Обязательное задание 1
Верните дословно отрывок из интервью о детстве, начиная со слов «Со стороны отца» и далее вплоть до слов «поговорить о вас.».
Обязательное задание 2
Продолжите, пожалуйста, интервью о детстве, начав сразу после его последней реплики.

Со стороны отца – промышленники с севера Франции, владевшие заводами, которые разрушала каждая война.
Вы провели первые годы жизни в Кажаре?
Нет. Я родилась там в 1935-м, но между 1935-м и 1939-м уже успела поездить. Мои родители давно жили в Париже, в квартире на бульваре Мальзерб, в ней они живут и сейчас. Мы все время жили в Париже, а месяц в году проводили у бабушки. Ну, то есть дети. А родители в это время отправлялись кайфовать в Довиль на гоночной машине. Мой отец, тоже промышленник, работал на крупную компанию, какой-то трест. Он зарабатывал тогда много денег. Когда я родилась, моя мать была моложе меня нынешней. Они оба любили праздник, отдавали предпочтение «Бугатти». Разъезжали по дорогам на большой скорости.
Вот оно что!
Ох! Да…
Но попробуем все же поговорить о вас.
Говорить о себе трудно, порой присочиняешь… себя ведь помнишь плохо. Детство, например, это сложившаяся в голове картинка. Детство, которое я помню, – дом в деревне, в Веркоре, в войну. Это было время партизан, фермы горели. Мы жили в Лионе, у отца был завод в Дофине; я была слабенькая, и жили мы большей частью в деревне. Девочкой я была робкой, заикалась, пугалась любого пустяка, а перед учителем цепенела от ужаса; впоследствии это обернулось полной несовместимостью с коллежем.
У вас остались четкие воспоминания?
Из моего детства в Дофине мне помнятся божественные вечера на террасе, парк… пруд, трава.
А из вашего детства в Париже? Какое, к примеру, ваше первое воспоминание?
Я помню коридор. Коридор длиной минимум двадцать два метра в квартире моих родителей. Странная такая квартира, в духе «Семьи Буссардель»[2], где комнаты довольно плохо убраны, а гостей бывает слишком много. У меня был ослик на колесиках, и в этом коридоре я развивала рекордную скорость!
Опять… А аварии у вас уже тогда случались?
Сколько аварий у меня было в детстве… Я много падала… Я падаю на ровном месте. Я из тех, кто вечно травмируется.
Вы росли в богатстве. А были ли счастливы?
Я помню, что была очень счастлива, очень избалована и в то же время очень одинока. Меня окружали исключительно взрослые: родители, брат, старшая сестра. Мой мир был ограничен семьей – которую я обожала. От этого у меня осталось странное ощущение, так меня и не покинувшее: то ли я была как будто бы взрослой с самого начала, то ли, когда выросла, осталась в детстве. В результате некоторых взрослых ценностей я не понимаю и никогда не пойму – да, наверное. Для меня никогда не существовало цензуры между детством и взрослой жизнью, и это зачастую очень мешало мне жить.
Вы действительно сохранили только хорошие воспоминания о детстве, о юности, о семье?
Я помню дождливые дни, когда я часами простаивала, уткнувшись носом в окно, конечно же, помню. Помню, что была большим, никем не понятым сердцем, и еще помню войну – эти воспоминания страшноватые. Но не помню, чтобы в доме было мрачно, или холодно, или не хватало воображения, а это главное.

Исходные строки
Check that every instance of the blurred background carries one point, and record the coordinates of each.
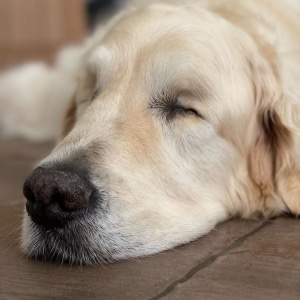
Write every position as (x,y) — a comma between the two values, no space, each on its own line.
(37,29)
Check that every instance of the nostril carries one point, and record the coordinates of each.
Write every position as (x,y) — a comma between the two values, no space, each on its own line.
(28,193)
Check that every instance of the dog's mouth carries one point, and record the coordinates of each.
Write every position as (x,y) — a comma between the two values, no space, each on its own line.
(71,244)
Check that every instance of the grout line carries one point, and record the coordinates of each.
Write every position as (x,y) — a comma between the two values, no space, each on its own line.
(207,262)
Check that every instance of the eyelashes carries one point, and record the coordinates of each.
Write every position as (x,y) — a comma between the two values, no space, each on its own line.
(95,94)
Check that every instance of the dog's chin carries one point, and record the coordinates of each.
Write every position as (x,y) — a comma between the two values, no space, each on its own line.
(89,241)
(75,243)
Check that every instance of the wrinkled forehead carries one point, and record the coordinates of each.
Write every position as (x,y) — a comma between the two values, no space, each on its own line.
(157,41)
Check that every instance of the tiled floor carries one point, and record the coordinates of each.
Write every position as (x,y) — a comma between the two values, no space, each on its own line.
(238,260)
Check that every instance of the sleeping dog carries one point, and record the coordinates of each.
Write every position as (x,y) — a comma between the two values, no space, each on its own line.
(184,116)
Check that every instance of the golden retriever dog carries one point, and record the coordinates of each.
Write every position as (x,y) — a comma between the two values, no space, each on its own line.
(185,115)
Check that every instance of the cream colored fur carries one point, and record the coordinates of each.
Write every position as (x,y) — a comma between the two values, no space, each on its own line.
(234,66)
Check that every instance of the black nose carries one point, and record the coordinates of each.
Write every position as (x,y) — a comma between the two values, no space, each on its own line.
(55,197)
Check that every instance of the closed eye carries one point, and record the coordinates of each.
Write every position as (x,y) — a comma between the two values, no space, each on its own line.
(171,108)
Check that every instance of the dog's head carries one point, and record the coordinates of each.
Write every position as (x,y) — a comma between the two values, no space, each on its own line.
(172,129)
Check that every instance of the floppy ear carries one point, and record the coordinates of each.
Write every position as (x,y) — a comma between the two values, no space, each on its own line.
(271,160)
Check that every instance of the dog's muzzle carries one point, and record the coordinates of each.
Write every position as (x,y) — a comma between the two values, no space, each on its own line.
(56,197)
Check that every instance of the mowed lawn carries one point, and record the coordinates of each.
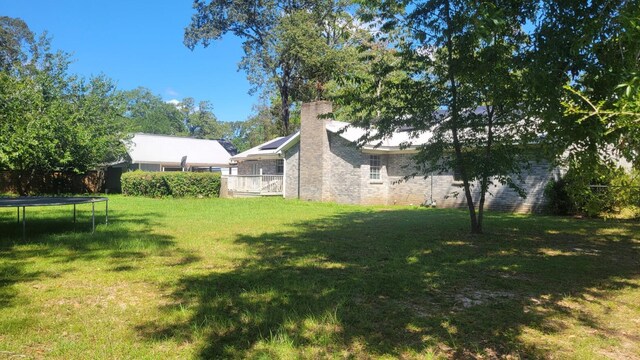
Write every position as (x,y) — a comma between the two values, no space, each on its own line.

Результат 1
Со стороны отца – промышленники с севера Франции, владевшие заводами, которые разрушала каждая война.
Вы провели первые годы жизни в Кажаре?
Нет. Я родилась там в 1935-м, но между 1935-м и 1939-м уже успела поездить. Мои родители давно жили в Париже, в квартире на бульваре Мальзерб, в ней они живут и сейчас. Мы все время жили в Париже, а месяц в году проводили у бабушки. Ну, то есть дети. А родители в это время отправлялись кайфовать в Довиль на гоночной машине. Мой отец, тоже промышленник, работал на крупную компанию, какой-то трест. Он зарабатывал тогда много денег. Когда я родилась, моя мать была моложе меня нынешней. Они оба любили праздник, отдавали предпочтение «Бугатти». Разъезжали по дорогам на большой скорости.
Вот оно что!
Ох! Да…
Но попробуем все же поговорить о вас.

Результат 2
А годы войны, когда горели фермы?
Когда мне исполнилось четыре года, в июне 1939-го, была большая паника. Нас отправили к бабушке в Лот. Родители вернулись в Париж, так сказать, против течения, когда все оттуда бежали – это было безумие, – потому что мама забыла все свои шляпы и не могла представить, как переживет войну без шляп. А потом отец ушел воевать. Он был лейтенантом или капитаном, я уж запамятовала.
Помню, как отец, уходя, поцеловал меня в Кажаре. Брат плакал, сестра плакала, мама плакала. Понимаете, мы не знали, что это так быстро кончится. Мои воспоминания о войне довольно забавны! Отец не хотел каждый день видеть перед собой немцев, и мы поселились в свободной зоне, в Лионе, из-за учебы брата и сестры, которые были старше меня, и отец возглавил заводы в Дофине, в сердце Веркора, в Сен-Марселене, между Греноблем и Валансом, в самых неспокойных местах, какие только можно себе представить. И все ради того, чтобы уберечь детей от ужасов войны! Промашка вышла, если можно так выразиться. Мы жили там четыре-пять месяцев в году. В большом доме, который вдобавок назывался «Расстрельным». Там расстреливали людей в 1870-м.
А что там было в 1940-м?
Неприятностей у нас хватало, все время. Особенно под конец, когда немцы в тех местах совсем остервенели. Помню, например, как стояла спиной к стене с поднятыми руками… Из-за одного якобы партизана… Однажды, когда отца не было дома, он явился к нам и спросил у матери: «Немцы подходят. Можно я оставлю у вас мой фургон?» «Конечно!» – весело ответила мама. Мы и забыли об этом, пришел отец, стали говорить о том о сем. Посреди обеда мама вдруг вспомнила: «Ах да! Один парень поставил у нас свой фургон». Отец все же пошел посмотреть – а фургон-то оказался битком набит оружием. За это нас могли всех расстрелять.
Отец отогнал фургон на дальнее поле и вернулся пешком, страшно злой, ругаясь на чем свет стоит. Пришли немцы – троих их офицеров только что убили неподалеку, обыскали дом, гараж, все перерыли. Мы стояли спиной к стене, как те люди из Сен-Марселена, и дрожали. А потом тот парень преспокойно пришел забрать фургон. Наткнулся на отца, и тот – ему было тогда около сорока – задал парню по первое число. Память хранит такие вещи, потому что насилие для детей – это всегда странно, непонятно, немыслимо.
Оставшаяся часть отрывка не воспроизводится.